→ **DIRECTION**
Show every line in the records that contains the string "stadium".

(begin)

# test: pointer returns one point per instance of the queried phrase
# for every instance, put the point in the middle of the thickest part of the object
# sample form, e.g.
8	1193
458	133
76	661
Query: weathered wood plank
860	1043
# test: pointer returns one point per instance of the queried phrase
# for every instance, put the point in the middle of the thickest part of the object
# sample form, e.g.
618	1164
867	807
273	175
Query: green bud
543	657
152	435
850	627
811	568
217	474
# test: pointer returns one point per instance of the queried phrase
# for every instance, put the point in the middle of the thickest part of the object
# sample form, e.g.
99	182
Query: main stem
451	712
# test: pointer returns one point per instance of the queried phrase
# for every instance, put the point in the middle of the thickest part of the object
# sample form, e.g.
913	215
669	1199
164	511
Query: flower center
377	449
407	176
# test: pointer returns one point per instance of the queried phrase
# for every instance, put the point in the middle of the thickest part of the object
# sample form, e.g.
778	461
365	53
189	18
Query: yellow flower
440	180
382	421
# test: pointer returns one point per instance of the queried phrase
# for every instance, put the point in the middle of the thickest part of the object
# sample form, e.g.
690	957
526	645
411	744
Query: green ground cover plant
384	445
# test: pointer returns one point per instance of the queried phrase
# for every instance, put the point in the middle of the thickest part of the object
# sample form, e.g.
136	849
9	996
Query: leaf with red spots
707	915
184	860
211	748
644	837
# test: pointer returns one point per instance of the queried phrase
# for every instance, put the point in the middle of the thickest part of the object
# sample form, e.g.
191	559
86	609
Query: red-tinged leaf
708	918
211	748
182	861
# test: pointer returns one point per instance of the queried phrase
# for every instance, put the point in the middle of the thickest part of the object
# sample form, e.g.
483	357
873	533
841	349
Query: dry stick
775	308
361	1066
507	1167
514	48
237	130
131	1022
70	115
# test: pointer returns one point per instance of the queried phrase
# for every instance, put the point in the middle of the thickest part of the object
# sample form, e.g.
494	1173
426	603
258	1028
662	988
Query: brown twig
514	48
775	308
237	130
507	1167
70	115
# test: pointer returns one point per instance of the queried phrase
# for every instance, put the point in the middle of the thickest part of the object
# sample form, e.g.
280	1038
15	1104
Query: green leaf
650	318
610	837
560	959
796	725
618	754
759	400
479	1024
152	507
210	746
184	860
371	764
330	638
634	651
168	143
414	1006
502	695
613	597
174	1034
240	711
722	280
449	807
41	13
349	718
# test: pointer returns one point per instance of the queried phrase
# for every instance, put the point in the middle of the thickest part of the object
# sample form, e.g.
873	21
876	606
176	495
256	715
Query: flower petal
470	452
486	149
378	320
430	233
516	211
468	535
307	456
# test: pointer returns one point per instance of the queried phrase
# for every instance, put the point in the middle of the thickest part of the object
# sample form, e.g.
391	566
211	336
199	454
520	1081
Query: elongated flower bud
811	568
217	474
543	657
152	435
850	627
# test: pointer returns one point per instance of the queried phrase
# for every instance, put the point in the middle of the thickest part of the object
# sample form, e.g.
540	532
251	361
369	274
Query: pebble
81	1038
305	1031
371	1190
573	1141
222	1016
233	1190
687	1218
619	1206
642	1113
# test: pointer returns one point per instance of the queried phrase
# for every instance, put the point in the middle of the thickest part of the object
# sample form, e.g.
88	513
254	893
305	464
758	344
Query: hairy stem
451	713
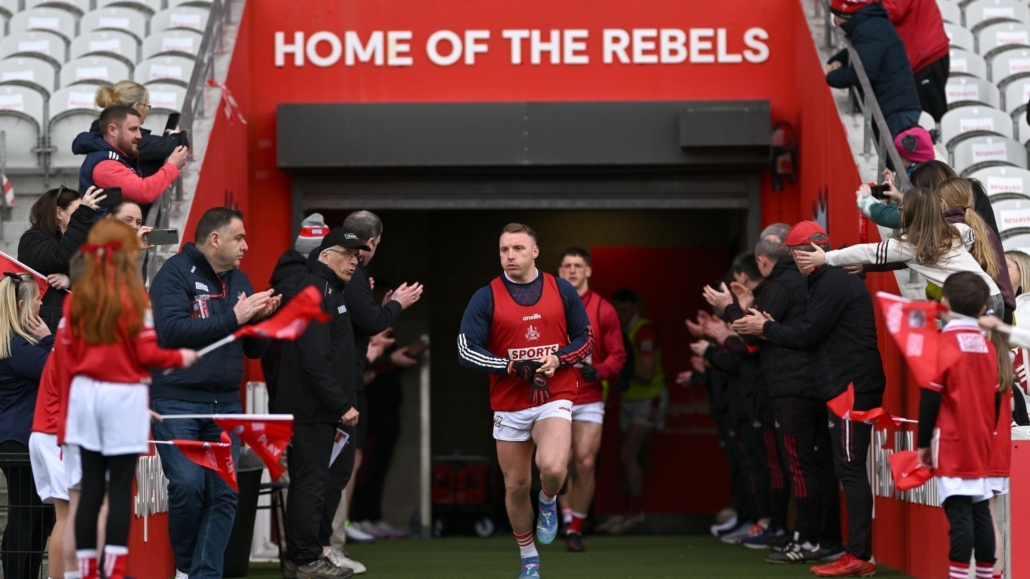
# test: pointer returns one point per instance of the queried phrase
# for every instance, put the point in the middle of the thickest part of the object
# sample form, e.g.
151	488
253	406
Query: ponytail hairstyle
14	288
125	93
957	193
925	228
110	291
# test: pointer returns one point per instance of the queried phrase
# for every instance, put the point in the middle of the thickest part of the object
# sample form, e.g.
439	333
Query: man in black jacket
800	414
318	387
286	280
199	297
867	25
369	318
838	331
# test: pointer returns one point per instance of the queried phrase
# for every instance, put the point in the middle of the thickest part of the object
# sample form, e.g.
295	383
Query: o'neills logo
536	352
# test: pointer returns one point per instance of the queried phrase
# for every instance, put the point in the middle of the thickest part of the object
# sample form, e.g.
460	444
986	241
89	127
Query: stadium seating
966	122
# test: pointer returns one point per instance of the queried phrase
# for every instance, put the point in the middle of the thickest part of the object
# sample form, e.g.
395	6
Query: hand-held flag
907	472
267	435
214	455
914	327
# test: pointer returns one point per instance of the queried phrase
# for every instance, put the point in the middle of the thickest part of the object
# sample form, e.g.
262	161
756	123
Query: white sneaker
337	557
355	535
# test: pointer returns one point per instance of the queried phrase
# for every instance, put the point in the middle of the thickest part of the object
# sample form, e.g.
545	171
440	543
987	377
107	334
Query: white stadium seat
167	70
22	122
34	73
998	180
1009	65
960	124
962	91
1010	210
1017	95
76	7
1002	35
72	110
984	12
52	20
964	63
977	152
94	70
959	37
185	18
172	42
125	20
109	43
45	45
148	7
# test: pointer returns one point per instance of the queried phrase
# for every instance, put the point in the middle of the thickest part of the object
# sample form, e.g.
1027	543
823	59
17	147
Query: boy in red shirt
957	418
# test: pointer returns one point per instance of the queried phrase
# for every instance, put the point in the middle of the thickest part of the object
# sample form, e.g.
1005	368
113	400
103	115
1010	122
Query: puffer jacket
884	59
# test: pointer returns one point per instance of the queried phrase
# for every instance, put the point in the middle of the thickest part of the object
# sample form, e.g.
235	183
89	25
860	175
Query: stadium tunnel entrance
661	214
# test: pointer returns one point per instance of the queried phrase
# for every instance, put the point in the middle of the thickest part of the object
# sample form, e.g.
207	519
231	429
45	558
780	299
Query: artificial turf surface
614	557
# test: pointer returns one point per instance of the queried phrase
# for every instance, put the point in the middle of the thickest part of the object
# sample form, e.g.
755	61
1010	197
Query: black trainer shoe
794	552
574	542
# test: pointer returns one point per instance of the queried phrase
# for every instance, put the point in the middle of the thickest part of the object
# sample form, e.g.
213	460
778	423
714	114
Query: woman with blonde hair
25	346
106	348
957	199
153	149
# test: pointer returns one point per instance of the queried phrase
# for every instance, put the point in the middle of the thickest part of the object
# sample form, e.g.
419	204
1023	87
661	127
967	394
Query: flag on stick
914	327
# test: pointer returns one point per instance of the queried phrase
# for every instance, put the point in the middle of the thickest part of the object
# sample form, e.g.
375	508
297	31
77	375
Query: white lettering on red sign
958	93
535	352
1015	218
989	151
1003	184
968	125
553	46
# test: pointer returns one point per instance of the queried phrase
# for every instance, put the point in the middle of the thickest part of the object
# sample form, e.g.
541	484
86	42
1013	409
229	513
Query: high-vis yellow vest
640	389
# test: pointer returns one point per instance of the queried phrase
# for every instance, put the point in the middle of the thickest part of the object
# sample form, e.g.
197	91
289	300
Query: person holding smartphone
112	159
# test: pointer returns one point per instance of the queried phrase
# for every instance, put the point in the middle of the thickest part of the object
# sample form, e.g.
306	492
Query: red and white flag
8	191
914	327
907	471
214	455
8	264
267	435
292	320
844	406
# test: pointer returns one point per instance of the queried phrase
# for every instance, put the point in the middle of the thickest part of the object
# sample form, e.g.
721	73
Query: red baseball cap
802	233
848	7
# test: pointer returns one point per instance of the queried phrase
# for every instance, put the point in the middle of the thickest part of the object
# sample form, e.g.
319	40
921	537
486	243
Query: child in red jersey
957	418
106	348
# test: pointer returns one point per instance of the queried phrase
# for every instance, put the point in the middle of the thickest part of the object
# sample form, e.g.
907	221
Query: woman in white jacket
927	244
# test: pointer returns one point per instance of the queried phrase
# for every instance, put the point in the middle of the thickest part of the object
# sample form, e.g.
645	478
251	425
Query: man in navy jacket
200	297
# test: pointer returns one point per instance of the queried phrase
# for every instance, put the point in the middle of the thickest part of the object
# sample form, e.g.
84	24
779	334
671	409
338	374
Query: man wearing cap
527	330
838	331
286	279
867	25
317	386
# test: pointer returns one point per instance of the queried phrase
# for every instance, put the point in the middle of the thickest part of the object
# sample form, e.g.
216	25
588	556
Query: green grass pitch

(end)

→ **RESULT**
Query: stadium seating
Query: white stadium seat
Query: stadium tunnel entrance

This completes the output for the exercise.